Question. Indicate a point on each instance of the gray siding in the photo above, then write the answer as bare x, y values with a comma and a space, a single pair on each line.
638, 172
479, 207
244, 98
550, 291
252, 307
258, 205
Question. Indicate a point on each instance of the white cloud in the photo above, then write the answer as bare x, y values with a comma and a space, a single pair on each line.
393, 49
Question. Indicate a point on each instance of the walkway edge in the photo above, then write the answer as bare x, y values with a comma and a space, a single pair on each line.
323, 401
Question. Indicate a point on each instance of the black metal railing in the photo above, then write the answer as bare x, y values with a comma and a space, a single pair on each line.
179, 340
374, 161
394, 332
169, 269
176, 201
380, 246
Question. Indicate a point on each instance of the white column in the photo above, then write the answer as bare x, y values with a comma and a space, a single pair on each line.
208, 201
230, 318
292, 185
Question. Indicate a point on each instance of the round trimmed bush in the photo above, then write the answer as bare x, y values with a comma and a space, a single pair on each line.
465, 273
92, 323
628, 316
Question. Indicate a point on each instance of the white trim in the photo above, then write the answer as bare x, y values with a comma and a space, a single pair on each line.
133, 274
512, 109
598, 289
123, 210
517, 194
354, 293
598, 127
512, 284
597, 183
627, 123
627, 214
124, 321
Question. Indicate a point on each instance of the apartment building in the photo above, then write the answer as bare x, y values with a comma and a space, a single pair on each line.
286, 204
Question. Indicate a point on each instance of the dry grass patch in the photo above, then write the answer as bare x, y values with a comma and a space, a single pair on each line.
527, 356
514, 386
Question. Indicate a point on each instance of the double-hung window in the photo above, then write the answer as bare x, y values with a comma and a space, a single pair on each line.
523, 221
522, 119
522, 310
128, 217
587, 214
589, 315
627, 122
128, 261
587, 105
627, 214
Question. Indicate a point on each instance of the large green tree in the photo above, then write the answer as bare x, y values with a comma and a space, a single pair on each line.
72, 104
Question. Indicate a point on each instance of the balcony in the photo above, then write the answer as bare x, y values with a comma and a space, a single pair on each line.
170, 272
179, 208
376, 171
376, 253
++++
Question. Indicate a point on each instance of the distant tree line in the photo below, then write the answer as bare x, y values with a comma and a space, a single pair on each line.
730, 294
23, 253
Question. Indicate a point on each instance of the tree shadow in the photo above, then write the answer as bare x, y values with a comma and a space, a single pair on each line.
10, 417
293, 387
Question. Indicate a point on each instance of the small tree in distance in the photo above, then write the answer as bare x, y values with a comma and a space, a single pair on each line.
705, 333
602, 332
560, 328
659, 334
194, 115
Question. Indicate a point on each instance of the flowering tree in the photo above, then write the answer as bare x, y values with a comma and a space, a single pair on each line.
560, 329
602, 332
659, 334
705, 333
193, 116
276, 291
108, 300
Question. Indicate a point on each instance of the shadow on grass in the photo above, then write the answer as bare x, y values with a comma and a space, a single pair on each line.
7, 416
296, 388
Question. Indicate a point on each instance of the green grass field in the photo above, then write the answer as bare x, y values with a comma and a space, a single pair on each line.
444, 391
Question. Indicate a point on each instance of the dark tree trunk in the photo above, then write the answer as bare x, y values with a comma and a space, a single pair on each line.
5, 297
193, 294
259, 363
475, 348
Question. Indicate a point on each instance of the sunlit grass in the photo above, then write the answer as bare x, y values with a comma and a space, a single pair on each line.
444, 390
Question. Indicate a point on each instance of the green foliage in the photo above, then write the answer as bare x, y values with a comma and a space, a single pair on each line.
++++
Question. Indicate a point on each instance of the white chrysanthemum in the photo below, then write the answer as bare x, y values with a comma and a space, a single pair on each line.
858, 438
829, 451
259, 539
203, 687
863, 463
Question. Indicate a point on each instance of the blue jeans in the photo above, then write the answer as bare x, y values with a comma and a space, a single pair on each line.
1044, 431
++++
Task goal. Return the lines of the records verbatim, starting with the line containing "Question. Indicate a point on each instance of the green grass" and going on through the line containing "Question. Indicate a point on each instance of the green foliage".

Exercise result.
Question. Indicate a point on each instance of the green grass field in the photo above, then write the answer as bare x, y values with a comma and a space, a single pair on each line.
444, 391
Question. Indicate a point on each instance of the dark tree trunk in the photo above, then write the answer as bare x, y values with a comma and a space, a single pair on each line.
5, 297
193, 294
259, 363
475, 348
Question. Indicate a point on each instance of the sunlit grass in the photo above, then write the answer as bare x, y values with a comma and a space, a single pair on each line.
444, 390
Question. Indicate a point on each instance of the green foliage in the photo above, then write the answer as bare x, y values with a comma and a space, a single pair on each line.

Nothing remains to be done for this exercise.